### [Brief 1]
Find every line in the entries that contains the word "hair" and copy each one out. Case counts.

>> BEGIN Document excerpt

So I raise two features which should not be overlooked, of course unions are bound to capital and so are workers - this has to be taken for granted. And we need not go into the benefits of being organisied as opposed as confronting the bosses in isolation - they are obvious. But the lacklustre perfformance of unions today around the world (there are no doubt a great many exceptions) is real enough - something is out of kilter this is not a matter of having an absiolkute position oin unions and unionism which appears to be one of the conclusions you reach.

>> END Document excerpt
>> BEGIN Material for this exercise

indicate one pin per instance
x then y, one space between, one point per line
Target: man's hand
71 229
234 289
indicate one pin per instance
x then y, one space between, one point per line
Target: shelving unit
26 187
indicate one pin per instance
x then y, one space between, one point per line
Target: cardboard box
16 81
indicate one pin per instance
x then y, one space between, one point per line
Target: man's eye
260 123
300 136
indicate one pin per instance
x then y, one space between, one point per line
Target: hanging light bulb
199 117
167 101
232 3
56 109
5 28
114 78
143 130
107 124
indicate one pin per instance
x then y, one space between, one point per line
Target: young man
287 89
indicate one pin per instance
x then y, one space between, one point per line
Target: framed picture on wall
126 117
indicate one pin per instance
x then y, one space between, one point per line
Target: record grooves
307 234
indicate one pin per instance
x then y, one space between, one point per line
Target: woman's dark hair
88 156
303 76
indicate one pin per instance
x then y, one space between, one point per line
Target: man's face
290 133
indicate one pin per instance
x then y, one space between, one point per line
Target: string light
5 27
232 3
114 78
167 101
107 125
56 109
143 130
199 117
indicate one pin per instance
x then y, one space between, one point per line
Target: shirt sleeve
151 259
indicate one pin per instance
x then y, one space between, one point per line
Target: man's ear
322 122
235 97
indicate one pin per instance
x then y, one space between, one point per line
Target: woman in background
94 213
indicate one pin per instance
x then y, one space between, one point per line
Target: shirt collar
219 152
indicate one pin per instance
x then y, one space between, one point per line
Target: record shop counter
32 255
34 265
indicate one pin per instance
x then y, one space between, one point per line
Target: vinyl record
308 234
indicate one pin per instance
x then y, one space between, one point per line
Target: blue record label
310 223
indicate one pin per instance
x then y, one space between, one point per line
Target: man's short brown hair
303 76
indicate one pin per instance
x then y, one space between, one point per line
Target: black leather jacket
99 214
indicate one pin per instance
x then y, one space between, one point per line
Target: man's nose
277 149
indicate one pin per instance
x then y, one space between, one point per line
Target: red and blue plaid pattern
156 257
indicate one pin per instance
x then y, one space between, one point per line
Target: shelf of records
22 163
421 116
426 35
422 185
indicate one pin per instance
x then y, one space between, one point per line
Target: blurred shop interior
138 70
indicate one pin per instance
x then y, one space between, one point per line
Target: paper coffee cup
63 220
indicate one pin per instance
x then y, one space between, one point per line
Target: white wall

>> END Material for this exercise

### [Brief 2]
Write out the part of the passage on unions that opens with the words containing "So I raise two" and closes with "conclusions you reach.", swapping "the bosses" for "the employers".

### [Written solution 1]
Target: woman's dark hair
Target: man's short brown hair

### [Written solution 2]
So I raise two features which should not be overlooked, of course unions are bound to capital and so are workers - this has to be taken for granted. And we need not go into the benefits of being organisied as opposed as confronting the employers in isolation - they are obvious. But the lacklustre perfformance of unions today around the world (there are no doubt a great many exceptions) is real enough - something is out of kilter this is not a matter of having an absiolkute position oin unions and unionism which appears to be one of the conclusions you reach.